GIVEN DATA:
++++++++

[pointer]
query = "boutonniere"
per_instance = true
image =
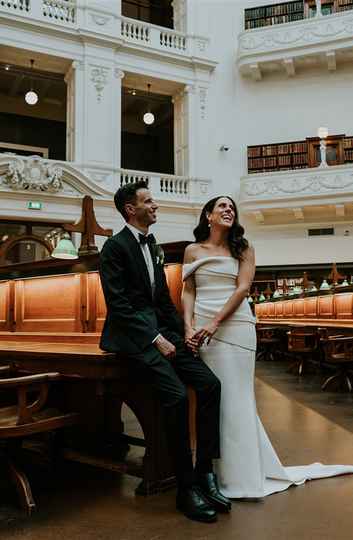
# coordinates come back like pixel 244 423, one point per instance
pixel 159 253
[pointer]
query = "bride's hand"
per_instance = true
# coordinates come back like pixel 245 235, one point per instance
pixel 191 342
pixel 206 333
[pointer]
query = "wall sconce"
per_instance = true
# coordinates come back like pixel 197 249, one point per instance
pixel 148 117
pixel 31 97
pixel 322 132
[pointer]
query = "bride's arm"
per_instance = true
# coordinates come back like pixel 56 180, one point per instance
pixel 244 280
pixel 188 301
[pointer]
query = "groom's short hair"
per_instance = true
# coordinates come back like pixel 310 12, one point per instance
pixel 127 194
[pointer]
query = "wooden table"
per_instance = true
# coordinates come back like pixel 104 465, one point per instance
pixel 96 385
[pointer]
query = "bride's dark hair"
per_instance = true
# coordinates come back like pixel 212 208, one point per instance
pixel 236 241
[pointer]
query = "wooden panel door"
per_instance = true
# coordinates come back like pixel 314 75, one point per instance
pixel 344 305
pixel 6 306
pixel 101 308
pixel 326 307
pixel 310 307
pixel 298 307
pixel 279 309
pixel 288 309
pixel 48 304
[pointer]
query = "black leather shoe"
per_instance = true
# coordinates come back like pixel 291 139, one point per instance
pixel 208 484
pixel 192 503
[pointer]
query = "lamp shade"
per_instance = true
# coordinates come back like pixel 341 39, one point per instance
pixel 322 132
pixel 65 249
pixel 324 286
pixel 31 97
pixel 148 118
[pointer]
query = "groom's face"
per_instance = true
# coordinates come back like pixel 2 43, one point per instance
pixel 145 208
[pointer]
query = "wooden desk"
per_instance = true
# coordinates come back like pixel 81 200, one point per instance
pixel 97 385
pixel 326 323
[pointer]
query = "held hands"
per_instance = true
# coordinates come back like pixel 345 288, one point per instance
pixel 206 333
pixel 166 348
pixel 191 342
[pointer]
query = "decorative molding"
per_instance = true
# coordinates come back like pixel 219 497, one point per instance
pixel 297 189
pixel 203 101
pixel 33 174
pixel 99 77
pixel 118 73
pixel 99 19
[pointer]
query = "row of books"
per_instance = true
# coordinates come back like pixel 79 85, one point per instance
pixel 278 161
pixel 269 21
pixel 274 10
pixel 278 149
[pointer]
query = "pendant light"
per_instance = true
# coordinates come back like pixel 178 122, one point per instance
pixel 148 117
pixel 31 97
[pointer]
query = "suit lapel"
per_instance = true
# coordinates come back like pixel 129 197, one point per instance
pixel 137 254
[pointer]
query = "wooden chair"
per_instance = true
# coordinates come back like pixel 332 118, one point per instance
pixel 338 352
pixel 27 417
pixel 302 344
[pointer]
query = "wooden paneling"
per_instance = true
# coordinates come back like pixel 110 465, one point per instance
pixel 100 306
pixel 5 304
pixel 344 305
pixel 48 304
pixel 310 307
pixel 271 310
pixel 279 309
pixel 288 308
pixel 326 307
pixel 298 307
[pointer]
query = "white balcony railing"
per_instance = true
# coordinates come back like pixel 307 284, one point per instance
pixel 38 175
pixel 79 17
pixel 168 187
pixel 285 46
pixel 295 189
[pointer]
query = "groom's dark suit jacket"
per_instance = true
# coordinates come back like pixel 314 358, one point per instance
pixel 134 317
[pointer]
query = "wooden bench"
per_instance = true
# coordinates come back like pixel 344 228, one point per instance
pixel 330 311
pixel 54 323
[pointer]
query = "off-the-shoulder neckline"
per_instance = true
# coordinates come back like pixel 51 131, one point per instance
pixel 211 257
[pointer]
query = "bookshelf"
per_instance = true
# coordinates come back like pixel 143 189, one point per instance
pixel 299 154
pixel 278 157
pixel 291 11
pixel 274 14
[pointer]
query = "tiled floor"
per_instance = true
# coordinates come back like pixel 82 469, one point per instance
pixel 304 424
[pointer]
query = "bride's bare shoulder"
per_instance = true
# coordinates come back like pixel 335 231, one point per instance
pixel 191 253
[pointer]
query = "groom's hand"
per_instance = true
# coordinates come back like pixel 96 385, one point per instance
pixel 166 348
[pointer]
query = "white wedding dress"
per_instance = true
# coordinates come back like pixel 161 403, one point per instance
pixel 249 466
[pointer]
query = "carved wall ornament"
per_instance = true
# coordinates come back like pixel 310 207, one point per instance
pixel 33 174
pixel 99 20
pixel 302 33
pixel 305 185
pixel 203 98
pixel 99 77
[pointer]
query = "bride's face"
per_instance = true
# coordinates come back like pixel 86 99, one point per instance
pixel 223 214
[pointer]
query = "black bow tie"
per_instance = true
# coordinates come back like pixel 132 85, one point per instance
pixel 147 239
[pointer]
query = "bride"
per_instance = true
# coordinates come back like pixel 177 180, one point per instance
pixel 218 272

++++++++

EXERCISE REQUIREMENTS: Copy the records word for word, leaving no picture in the copy.

TASK OUTPUT:
[pointer]
query = "boutonniere"
per_instance = true
image =
# coordinates come back like pixel 244 423, one point per instance
pixel 159 253
[pointer]
query = "bride's hand"
per_instance = true
# coordinates come back like pixel 245 235, one point per instance
pixel 191 342
pixel 206 333
[pointer]
query = "wall sconce"
per_instance = true
# coordinates come back like pixel 197 249, one point per instance
pixel 148 117
pixel 31 97
pixel 322 132
[pointer]
query = "bride's arm"
per_instance = true
# coordinates come back like pixel 56 180, one point per instance
pixel 244 280
pixel 188 301
[pointer]
query = "groom's short hair"
per_instance = true
# coordinates come back like pixel 310 12, one point per instance
pixel 127 194
[pointer]
query = "wooden table"
per_instance = true
# coordinates come back like pixel 104 465, one point per instance
pixel 96 385
[pointer]
query = "bride's dark hair"
per_instance = true
# coordinates come back like pixel 212 208, one point per instance
pixel 236 241
[pointer]
query = "wooden panel door"
per_instance = true
# coordinates come back like pixel 314 75, one point per instance
pixel 344 305
pixel 6 306
pixel 101 308
pixel 326 307
pixel 310 307
pixel 298 307
pixel 279 309
pixel 288 309
pixel 48 304
[pointer]
query = "black leather shoe"
per_instance = true
# coordinates come back like pixel 291 139, one point per instance
pixel 208 484
pixel 192 503
[pointer]
query = "lamp shade"
per_instance = true
# coordinates come back like pixel 341 39, one point per instance
pixel 322 132
pixel 65 249
pixel 324 286
pixel 31 97
pixel 148 118
[pointer]
query = "groom's face"
per_instance = true
# coordinates come back like pixel 2 43, one point per instance
pixel 145 208
[pointer]
query = "wooden desk"
per_instance = true
# coordinates come back like pixel 81 200, one point per instance
pixel 97 385
pixel 326 323
[pointer]
query = "held hands"
per_instance = true
# coordinates come back like pixel 345 288, one point per instance
pixel 206 333
pixel 166 348
pixel 191 342
[pointer]
query = "decorative molding"
per_instance = true
# coordinates come back like pixel 219 497, one point per instance
pixel 297 189
pixel 203 101
pixel 33 174
pixel 99 77
pixel 118 73
pixel 99 19
[pointer]
query = "row of books"
per_instance = true
# coordinates come back like pixel 79 85, one point per instance
pixel 278 161
pixel 269 21
pixel 274 10
pixel 278 149
[pointer]
query = "pendant light"
per_instance = true
# coordinates come back like pixel 178 122, one point per instance
pixel 148 117
pixel 31 97
[pointer]
query = "suit lapel"
per_instance = true
# coordinates come back like pixel 129 197, one point per instance
pixel 137 254
[pointer]
query = "wooden chair"
per_instance = true
# coordinates come back like pixel 332 118, one point per instance
pixel 338 352
pixel 27 417
pixel 302 344
[pointer]
query = "wooden paneling"
per_instance = true
# coordinates come back like pixel 110 465, one point per instance
pixel 100 306
pixel 5 304
pixel 344 305
pixel 48 304
pixel 310 307
pixel 271 310
pixel 279 309
pixel 288 308
pixel 326 307
pixel 298 307
[pointer]
query = "white balcony railing"
per_instance = true
# coordinates come back like pixel 307 284, one point per instance
pixel 38 175
pixel 79 17
pixel 168 187
pixel 285 46
pixel 295 189
[pointer]
query = "groom's dark suit jacket"
per_instance = true
# coordinates come back like pixel 314 358, one point per instance
pixel 134 317
[pointer]
query = "wooden bench"
per_instance = true
# coordinates come back like pixel 344 228, one point per instance
pixel 330 311
pixel 54 323
[pointer]
query = "off-the-shoulder neckline"
per_instance = true
# coordinates come back like pixel 51 131, one point per instance
pixel 211 257
[pointer]
query = "bookshelf"
per_instance = true
# coordinates come back like pixel 143 189, one point per instance
pixel 299 154
pixel 278 157
pixel 291 11
pixel 274 14
[pointer]
query = "tiled floor"
per_instance = true
# coordinates come back like pixel 82 469, one point per instance
pixel 304 424
[pointer]
query = "bride's bare shoulder"
per_instance = true
# coordinates come back like pixel 335 231, one point per instance
pixel 191 253
[pointer]
query = "groom's hand"
per_instance = true
# coordinates come back like pixel 96 385, one point per instance
pixel 166 348
[pointer]
query = "white wedding dress"
per_instance = true
# coordinates come back like pixel 161 403, one point per instance
pixel 249 466
[pointer]
query = "carved wall ornament"
per_instance = true
# coordinates come back like pixel 310 207, one point per instance
pixel 33 174
pixel 99 20
pixel 302 33
pixel 305 185
pixel 203 98
pixel 99 77
[pointer]
query = "bride's face"
per_instance = true
# coordinates come back like pixel 86 99, one point per instance
pixel 223 214
[pointer]
query = "black bow tie"
per_instance = true
# coordinates come back like pixel 132 85, one point per instance
pixel 147 239
[pointer]
query = "bride"
per_instance = true
# coordinates come back like pixel 177 180, one point per instance
pixel 218 272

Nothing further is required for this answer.